▶ [STORED DATA]
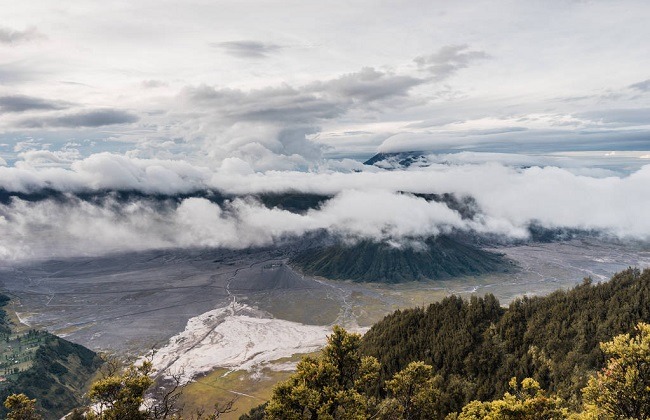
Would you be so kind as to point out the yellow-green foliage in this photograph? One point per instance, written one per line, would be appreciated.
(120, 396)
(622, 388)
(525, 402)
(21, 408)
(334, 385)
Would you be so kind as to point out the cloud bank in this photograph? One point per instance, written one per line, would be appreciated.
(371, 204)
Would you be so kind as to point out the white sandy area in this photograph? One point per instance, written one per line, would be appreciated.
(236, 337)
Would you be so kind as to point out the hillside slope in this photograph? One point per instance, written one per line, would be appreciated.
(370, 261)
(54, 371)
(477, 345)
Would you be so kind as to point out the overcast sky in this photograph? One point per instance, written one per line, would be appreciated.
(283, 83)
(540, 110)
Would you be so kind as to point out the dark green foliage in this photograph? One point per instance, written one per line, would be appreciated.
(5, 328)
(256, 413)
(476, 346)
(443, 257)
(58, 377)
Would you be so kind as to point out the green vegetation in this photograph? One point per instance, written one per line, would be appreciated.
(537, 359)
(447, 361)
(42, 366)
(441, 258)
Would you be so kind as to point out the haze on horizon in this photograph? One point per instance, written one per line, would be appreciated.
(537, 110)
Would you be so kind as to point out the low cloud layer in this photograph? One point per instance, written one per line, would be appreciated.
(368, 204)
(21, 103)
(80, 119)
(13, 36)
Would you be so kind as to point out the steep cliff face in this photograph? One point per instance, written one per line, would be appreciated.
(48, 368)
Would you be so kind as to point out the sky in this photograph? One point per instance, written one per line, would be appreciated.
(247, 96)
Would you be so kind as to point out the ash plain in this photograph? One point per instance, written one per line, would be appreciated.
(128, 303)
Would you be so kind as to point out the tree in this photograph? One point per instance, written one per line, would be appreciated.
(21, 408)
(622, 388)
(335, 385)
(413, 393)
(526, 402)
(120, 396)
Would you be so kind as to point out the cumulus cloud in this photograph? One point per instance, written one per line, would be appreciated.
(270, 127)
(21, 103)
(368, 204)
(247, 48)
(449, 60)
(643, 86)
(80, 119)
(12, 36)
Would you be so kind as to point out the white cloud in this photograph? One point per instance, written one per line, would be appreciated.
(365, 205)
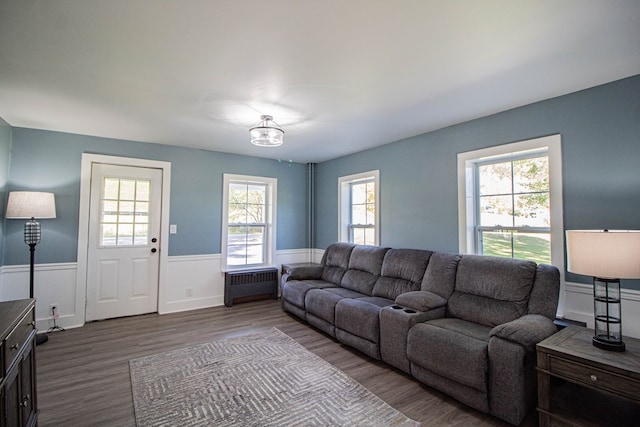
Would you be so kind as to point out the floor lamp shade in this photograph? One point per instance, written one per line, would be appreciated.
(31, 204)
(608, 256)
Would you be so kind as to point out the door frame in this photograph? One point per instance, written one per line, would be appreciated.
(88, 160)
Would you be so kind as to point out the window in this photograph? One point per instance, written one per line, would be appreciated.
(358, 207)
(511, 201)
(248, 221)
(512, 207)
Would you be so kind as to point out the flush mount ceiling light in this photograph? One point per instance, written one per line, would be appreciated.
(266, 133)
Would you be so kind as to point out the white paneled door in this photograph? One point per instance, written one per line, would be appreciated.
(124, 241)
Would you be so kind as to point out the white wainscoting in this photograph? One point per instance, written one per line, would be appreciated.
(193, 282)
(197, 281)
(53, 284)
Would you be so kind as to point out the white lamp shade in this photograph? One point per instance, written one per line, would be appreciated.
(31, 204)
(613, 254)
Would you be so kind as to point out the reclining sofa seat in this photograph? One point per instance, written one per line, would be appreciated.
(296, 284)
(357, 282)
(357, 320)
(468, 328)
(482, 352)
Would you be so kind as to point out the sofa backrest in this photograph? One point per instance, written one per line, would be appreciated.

▶ [WHAT TO PRODUCE] Copy every row above word for word, leaving out the pictures.

▶ [WORKED SOLUTION]
Would you be so kind as to point out the yellow-green foliage in this photograph? One point per instance, written one per line, would be appreciated.
(120, 396)
(622, 388)
(525, 402)
(21, 408)
(334, 385)
Would you be so kind as to point out the cloud bank in this photograph? One point per instance, written one per line, would be appreciated.
(371, 204)
Would you be so kind as to point out the white sandy area in this photograph? One point per instance, written one per line, would be appreciated.
(236, 337)
Would you be so kind as to point out the hillside slope in this photograph? One point per instance, written one per line, would be appreciated.
(370, 261)
(54, 371)
(477, 345)
Would you be so kind as to point out the overcast sky in this photograph? One point per instance, written one per line, would be appreciated.
(283, 83)
(540, 110)
Would you be so kind as to point out the dark green foliage in this photograph? One point per instance, written one per line, would be appreciated.
(5, 328)
(256, 413)
(476, 346)
(443, 257)
(58, 377)
Would you be so kind as to point out the green vegetation in this photograph? One point per instance, written one per line, would be appreciated.
(537, 359)
(447, 361)
(42, 366)
(441, 258)
Would you be so kind as to point out the haze on horizon in this photograph? One point per instance, written one per line, would be appreciated.
(537, 110)
Would you be so kind as to point out the low cloud layer in this photograph? One point per instance, written one per line, would be appreciated.
(368, 204)
(21, 103)
(80, 119)
(13, 36)
Would you be so kind as to point out the steep cliff face in this photograph? One point per instance, written one per line, would be appreciated.
(48, 368)
Would you be so kind as to point out the sky in this photograph? One point per instance, written one per line, would be appreciated.
(247, 96)
Would you be so kind as to point out the ash plain in this photograph? One point per instance, written one per line, would be appreciated.
(128, 303)
Would you be so kind as to point out the tree in this photograph? One point per instance, written one per line, would be appreciated.
(21, 408)
(622, 388)
(335, 385)
(413, 393)
(526, 402)
(120, 396)
Would you be so kind as to point out the cumulus cloud in this photograph? One point per instance, written one per line, would be appreciated.
(270, 127)
(21, 103)
(368, 204)
(247, 48)
(449, 60)
(643, 86)
(80, 119)
(12, 36)
Would you be so kind as to point out the white cloud in this photograph? One point per instance, written one per line, would be appreciated.
(365, 205)
Would you be so kind as to point out the floor lamp shade in this photograph? One point per instance, written one per line, would be appreciated.
(31, 204)
(608, 256)
Would you be so kind as to point out the door frame in this photograph? One point per instance, written one per line, would be appreciated.
(88, 160)
Would you be so kind as to point out the window in this photograph? One point per instance, written one per line, would be appreciated.
(358, 207)
(511, 201)
(248, 221)
(512, 207)
Would you be so kind as to point out the flush mount ceiling light in this photograph? One point per instance, written one per line, would be appreciated.
(266, 133)
Would you be so kind as to point out the white paneled door in this photograph? One point per instance, written one per line, would be appreciated.
(124, 241)
Would you be so kind as to point out the white wainscoting in this photograph? One point per instance, written one per line, would be appreciated.
(193, 282)
(197, 281)
(53, 284)
Would you be so kind as to point out the white lamp shade in this photograph? One point per instance, written one per line, would be appreciated.
(31, 204)
(613, 254)
Would you be so kind as to point out the reclining sofa seat in this photograph? One point per instance, written one per line, would be appreciated.
(296, 284)
(357, 282)
(357, 320)
(468, 328)
(482, 352)
Would you be so kind as to point out the sofa backrest in this photograph? One point per instance, written one per line, would be appreciated.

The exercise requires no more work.